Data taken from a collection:
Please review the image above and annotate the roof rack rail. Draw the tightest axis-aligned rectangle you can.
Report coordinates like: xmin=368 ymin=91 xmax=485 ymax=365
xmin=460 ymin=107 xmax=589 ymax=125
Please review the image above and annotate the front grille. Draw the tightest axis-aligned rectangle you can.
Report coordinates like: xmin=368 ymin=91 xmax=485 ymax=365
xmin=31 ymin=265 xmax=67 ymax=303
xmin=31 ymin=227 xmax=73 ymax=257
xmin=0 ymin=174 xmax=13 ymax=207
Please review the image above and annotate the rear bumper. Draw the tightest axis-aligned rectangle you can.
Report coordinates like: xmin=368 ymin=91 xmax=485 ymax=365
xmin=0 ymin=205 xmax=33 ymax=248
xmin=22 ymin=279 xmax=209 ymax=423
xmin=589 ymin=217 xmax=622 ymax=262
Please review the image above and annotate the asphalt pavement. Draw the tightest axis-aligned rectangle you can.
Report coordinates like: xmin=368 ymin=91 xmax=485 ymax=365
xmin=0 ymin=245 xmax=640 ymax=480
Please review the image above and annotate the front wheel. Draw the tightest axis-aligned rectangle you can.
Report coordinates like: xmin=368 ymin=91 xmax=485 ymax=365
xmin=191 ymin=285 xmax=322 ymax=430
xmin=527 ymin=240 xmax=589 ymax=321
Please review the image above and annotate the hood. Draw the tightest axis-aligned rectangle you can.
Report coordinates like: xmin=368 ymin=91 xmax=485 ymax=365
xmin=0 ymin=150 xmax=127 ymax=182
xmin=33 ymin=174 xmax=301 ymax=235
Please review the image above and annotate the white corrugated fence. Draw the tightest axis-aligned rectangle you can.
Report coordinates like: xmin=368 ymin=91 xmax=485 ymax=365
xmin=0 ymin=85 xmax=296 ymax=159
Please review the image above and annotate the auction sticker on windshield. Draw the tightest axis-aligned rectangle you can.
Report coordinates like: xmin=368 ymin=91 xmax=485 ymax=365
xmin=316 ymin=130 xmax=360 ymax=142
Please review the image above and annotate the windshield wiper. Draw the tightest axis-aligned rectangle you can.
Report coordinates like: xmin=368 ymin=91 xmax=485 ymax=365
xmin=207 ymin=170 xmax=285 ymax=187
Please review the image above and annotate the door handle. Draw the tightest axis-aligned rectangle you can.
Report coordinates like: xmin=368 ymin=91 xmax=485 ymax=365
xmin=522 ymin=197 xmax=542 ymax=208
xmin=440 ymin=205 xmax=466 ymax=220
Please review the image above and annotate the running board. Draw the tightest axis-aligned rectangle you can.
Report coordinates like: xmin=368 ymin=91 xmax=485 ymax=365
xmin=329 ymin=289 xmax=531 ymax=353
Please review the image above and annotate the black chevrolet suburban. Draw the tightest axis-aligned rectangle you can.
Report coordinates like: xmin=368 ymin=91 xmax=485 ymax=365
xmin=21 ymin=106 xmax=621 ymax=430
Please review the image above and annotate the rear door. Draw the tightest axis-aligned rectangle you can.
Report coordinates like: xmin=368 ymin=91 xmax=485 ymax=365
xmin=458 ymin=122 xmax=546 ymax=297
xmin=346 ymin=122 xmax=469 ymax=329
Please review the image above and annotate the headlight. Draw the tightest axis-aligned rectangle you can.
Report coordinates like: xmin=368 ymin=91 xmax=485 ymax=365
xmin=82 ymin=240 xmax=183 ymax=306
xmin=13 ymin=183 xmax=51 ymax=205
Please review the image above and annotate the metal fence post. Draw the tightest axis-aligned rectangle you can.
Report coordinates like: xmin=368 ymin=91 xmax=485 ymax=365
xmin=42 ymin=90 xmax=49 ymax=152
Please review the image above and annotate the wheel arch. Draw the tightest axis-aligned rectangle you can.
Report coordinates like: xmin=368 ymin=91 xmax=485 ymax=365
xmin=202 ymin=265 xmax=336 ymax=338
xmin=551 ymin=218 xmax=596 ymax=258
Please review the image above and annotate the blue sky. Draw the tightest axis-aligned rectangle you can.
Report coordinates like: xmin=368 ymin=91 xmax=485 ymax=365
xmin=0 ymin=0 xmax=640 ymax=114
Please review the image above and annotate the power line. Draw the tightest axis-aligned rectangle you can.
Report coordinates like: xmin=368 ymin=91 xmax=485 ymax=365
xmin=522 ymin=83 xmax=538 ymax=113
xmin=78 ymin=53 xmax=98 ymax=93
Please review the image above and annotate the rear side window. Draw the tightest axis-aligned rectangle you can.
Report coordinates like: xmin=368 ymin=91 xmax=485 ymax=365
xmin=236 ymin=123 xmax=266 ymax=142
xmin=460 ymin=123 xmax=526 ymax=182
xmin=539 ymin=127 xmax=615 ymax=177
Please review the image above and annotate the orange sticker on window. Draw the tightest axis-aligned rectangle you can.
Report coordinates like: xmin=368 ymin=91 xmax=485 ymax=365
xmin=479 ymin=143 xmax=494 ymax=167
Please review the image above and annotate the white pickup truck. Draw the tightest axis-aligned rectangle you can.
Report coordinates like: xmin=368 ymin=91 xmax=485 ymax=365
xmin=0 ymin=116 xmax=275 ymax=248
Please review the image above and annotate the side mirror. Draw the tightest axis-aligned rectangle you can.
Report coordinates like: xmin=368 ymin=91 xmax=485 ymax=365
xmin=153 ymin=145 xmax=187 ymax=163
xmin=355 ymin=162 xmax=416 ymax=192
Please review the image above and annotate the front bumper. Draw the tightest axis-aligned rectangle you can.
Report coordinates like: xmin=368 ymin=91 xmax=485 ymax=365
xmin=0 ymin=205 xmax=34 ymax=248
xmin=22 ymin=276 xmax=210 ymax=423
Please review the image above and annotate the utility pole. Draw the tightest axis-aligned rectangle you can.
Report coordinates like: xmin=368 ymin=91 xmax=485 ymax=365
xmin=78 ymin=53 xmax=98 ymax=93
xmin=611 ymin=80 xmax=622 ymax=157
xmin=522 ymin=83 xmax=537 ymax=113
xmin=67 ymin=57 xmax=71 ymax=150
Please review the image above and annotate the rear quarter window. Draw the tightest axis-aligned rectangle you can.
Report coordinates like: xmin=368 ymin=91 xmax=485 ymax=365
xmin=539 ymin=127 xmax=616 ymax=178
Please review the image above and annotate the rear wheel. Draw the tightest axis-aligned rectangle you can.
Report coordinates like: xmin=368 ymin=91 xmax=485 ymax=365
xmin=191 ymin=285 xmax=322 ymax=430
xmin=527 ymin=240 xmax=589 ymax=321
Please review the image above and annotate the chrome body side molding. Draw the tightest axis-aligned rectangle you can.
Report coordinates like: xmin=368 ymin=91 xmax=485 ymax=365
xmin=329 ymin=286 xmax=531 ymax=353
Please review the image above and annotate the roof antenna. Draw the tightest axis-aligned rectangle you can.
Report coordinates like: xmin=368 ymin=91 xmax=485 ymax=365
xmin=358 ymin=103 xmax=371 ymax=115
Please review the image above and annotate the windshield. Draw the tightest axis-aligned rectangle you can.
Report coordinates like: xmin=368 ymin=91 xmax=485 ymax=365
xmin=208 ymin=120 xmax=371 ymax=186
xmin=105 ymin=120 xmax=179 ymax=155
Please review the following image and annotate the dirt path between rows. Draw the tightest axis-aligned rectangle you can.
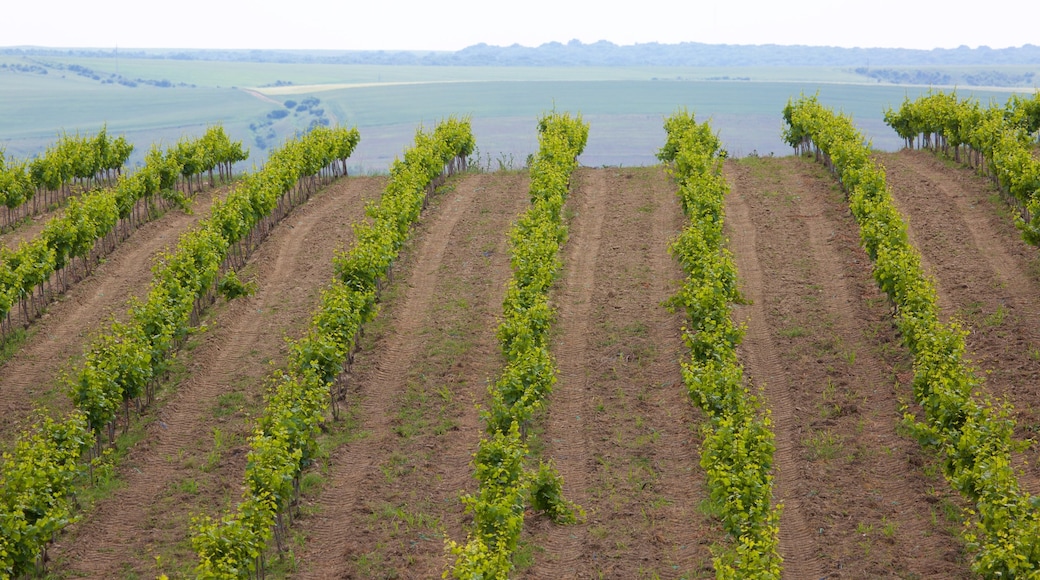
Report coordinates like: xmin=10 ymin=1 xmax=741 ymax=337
xmin=46 ymin=178 xmax=385 ymax=578
xmin=726 ymin=158 xmax=968 ymax=578
xmin=524 ymin=167 xmax=721 ymax=578
xmin=0 ymin=188 xmax=228 ymax=444
xmin=879 ymin=151 xmax=1040 ymax=495
xmin=297 ymin=174 xmax=527 ymax=578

Directions for this task
Write out all the lines above again, replacing "tightest" with "smallest" wherever it appears and keeping everything else the same. Leave the pictures out.

Solution for this task
Please review the image above and annotate the roof rack rail. Draw the smallest axis-aligned rectangle you can.
Report coordinates like: xmin=368 ymin=91 xmax=485 ymax=365
xmin=460 ymin=107 xmax=589 ymax=125
Please review the image above and annotate the front grille. Draw the smallest axis-aligned rectangle you can.
Report coordinates like: xmin=368 ymin=91 xmax=485 ymax=365
xmin=31 ymin=265 xmax=67 ymax=303
xmin=31 ymin=227 xmax=73 ymax=257
xmin=0 ymin=174 xmax=13 ymax=207
Please review the image above and annotate the rear bumper. Draw the smallest axis-aligned rectangle you can.
Report coordinates like: xmin=368 ymin=91 xmax=485 ymax=365
xmin=0 ymin=205 xmax=33 ymax=248
xmin=22 ymin=279 xmax=209 ymax=423
xmin=589 ymin=217 xmax=622 ymax=262
Please review the image above and annotate the asphalt pavement. Draw the smallest axis-aligned rectangle you can.
Report coordinates like: xmin=368 ymin=91 xmax=485 ymax=365
xmin=0 ymin=245 xmax=640 ymax=480
Please review the image above and annotate the front wheel. Draw the smallest axis-aligned rectangle you can.
Report coordinates like: xmin=368 ymin=91 xmax=485 ymax=365
xmin=191 ymin=285 xmax=322 ymax=430
xmin=527 ymin=240 xmax=589 ymax=321
Please review the image above and annotate the hood. Draw the smallest axis-aligned rectangle you can.
Report coordinates like: xmin=368 ymin=91 xmax=485 ymax=365
xmin=0 ymin=150 xmax=127 ymax=182
xmin=33 ymin=174 xmax=301 ymax=235
Please review the image above and annotate the white corrugated fence. Draw the smallest axis-aligned rectangle you can.
Report coordinates like: xmin=368 ymin=91 xmax=485 ymax=365
xmin=0 ymin=85 xmax=296 ymax=159
Please review the image above and annotate the auction sticker on windshield. Draw the smallest axis-aligned rectangle you can.
Report coordinates like: xmin=368 ymin=91 xmax=485 ymax=365
xmin=316 ymin=130 xmax=360 ymax=142
Please review the image above and annotate the windshield wiper. Draw the smallest axis-aligned rectangle you can.
Report coordinates like: xmin=368 ymin=91 xmax=485 ymax=365
xmin=207 ymin=170 xmax=285 ymax=187
Please review the image above and annotate the door handle. Draw the smallest axis-aligned rectangle you can.
Report coordinates like: xmin=368 ymin=91 xmax=485 ymax=365
xmin=522 ymin=197 xmax=542 ymax=208
xmin=440 ymin=205 xmax=466 ymax=220
Please review the image above and annotate the running board. Draw the smallest axis-aligned rectangle you can.
Report coordinates like: xmin=368 ymin=91 xmax=485 ymax=365
xmin=329 ymin=289 xmax=531 ymax=353
Please review the image above and annotate the black chevrolet suburban. Draw the smallest axis-aligned rectangle you can.
Report coordinates like: xmin=368 ymin=91 xmax=485 ymax=365
xmin=21 ymin=106 xmax=621 ymax=430
Please review the image above and annotate the rear door. Draw the smallest axis-aligned rectangle you can.
Report coordinates like: xmin=368 ymin=91 xmax=485 ymax=365
xmin=458 ymin=122 xmax=546 ymax=297
xmin=346 ymin=122 xmax=469 ymax=329
Please review the image above and annotate the headlight. Draw the smallest axis-aligned rectangle you can.
Report coordinates like: xmin=368 ymin=91 xmax=485 ymax=365
xmin=82 ymin=240 xmax=183 ymax=306
xmin=13 ymin=183 xmax=51 ymax=205
Please review the image above and annotate the metal fence post. Draw the smallest axis-aligned rectangle you can.
Report coordinates like: xmin=368 ymin=91 xmax=485 ymax=365
xmin=42 ymin=90 xmax=49 ymax=152
Please review the image above and annotate the wheel arch. Draw the smallest axis-aligned rectangle you can.
Report coordinates like: xmin=368 ymin=91 xmax=485 ymax=365
xmin=202 ymin=265 xmax=336 ymax=338
xmin=551 ymin=218 xmax=596 ymax=258
Please review the image above and annotate the blue sky. Draw the smallest axis-aligned rectangle you can.
Report coordinates like: xmin=368 ymin=91 xmax=485 ymax=365
xmin=0 ymin=0 xmax=640 ymax=114
Please review the image above and annotate the power line. Draw the smallest axis-aligned rectangle you can.
Report coordinates like: xmin=368 ymin=91 xmax=485 ymax=365
xmin=522 ymin=83 xmax=538 ymax=113
xmin=78 ymin=53 xmax=98 ymax=93
Please review the image above and annotate the rear side window. Draw the smallest axis-aligned rectangle you can.
Report coordinates like: xmin=368 ymin=91 xmax=485 ymax=365
xmin=236 ymin=123 xmax=266 ymax=142
xmin=460 ymin=123 xmax=526 ymax=182
xmin=539 ymin=127 xmax=615 ymax=177
Please review the image above and annotate the orange sticker on window. Draw the smallest axis-aligned rectangle you can.
Report coordinates like: xmin=368 ymin=91 xmax=485 ymax=365
xmin=479 ymin=143 xmax=494 ymax=167
Please review the image above and annotate the white pickup truck. Draw the smallest axis-aligned rectangle you can.
Report coordinates like: xmin=368 ymin=91 xmax=485 ymax=365
xmin=0 ymin=116 xmax=275 ymax=248
Please review the image above and annotate the side mirror. Draw the smallest axis-aligned rectangle you can.
Report coordinates like: xmin=368 ymin=91 xmax=485 ymax=365
xmin=153 ymin=145 xmax=187 ymax=163
xmin=355 ymin=162 xmax=416 ymax=192
Please review the image above and annotate the front bumper. Draw the smallest axis-aligned rectangle you can.
Report coordinates like: xmin=368 ymin=91 xmax=485 ymax=365
xmin=0 ymin=205 xmax=34 ymax=248
xmin=22 ymin=276 xmax=210 ymax=423
Please review the image above and annotate the utility pole. Draw the smallest axis-aligned rectangle you can.
Report coordinates like: xmin=368 ymin=91 xmax=485 ymax=365
xmin=78 ymin=53 xmax=98 ymax=93
xmin=611 ymin=80 xmax=622 ymax=157
xmin=522 ymin=83 xmax=537 ymax=113
xmin=67 ymin=57 xmax=71 ymax=150
Please review the image above and annotate the rear quarter window. Draw the smallest axis-aligned rectangle you can.
Report coordinates like: xmin=368 ymin=91 xmax=485 ymax=365
xmin=539 ymin=127 xmax=616 ymax=178
Please review the image above and annotate the rear wheel. Draw the smallest axis-aligned rectangle you can.
Report coordinates like: xmin=368 ymin=91 xmax=485 ymax=365
xmin=191 ymin=285 xmax=322 ymax=430
xmin=527 ymin=240 xmax=589 ymax=321
Please review the image above and annotate the chrome body side molding. Draw the smallest axis-aligned rectangle you can.
Report coordinates like: xmin=368 ymin=91 xmax=485 ymax=365
xmin=329 ymin=286 xmax=531 ymax=353
Please review the image above and annotate the roof antenna. Draw the smallest axis-aligned rectangle you can.
Report coordinates like: xmin=368 ymin=91 xmax=485 ymax=365
xmin=358 ymin=103 xmax=371 ymax=115
Please review the image above and annotate the windshield. Draw the smallest axis-aligned rectangle you can.
Report coordinates like: xmin=368 ymin=91 xmax=485 ymax=365
xmin=208 ymin=120 xmax=371 ymax=186
xmin=105 ymin=120 xmax=179 ymax=155
Please review the following image and annotate the dirt path between rows. Draw the smallest axis-aligned rectangle you can.
Report coordinates like: xmin=10 ymin=1 xmax=741 ymax=337
xmin=46 ymin=178 xmax=385 ymax=578
xmin=726 ymin=158 xmax=968 ymax=578
xmin=524 ymin=167 xmax=721 ymax=578
xmin=0 ymin=188 xmax=228 ymax=444
xmin=879 ymin=151 xmax=1040 ymax=495
xmin=297 ymin=174 xmax=527 ymax=578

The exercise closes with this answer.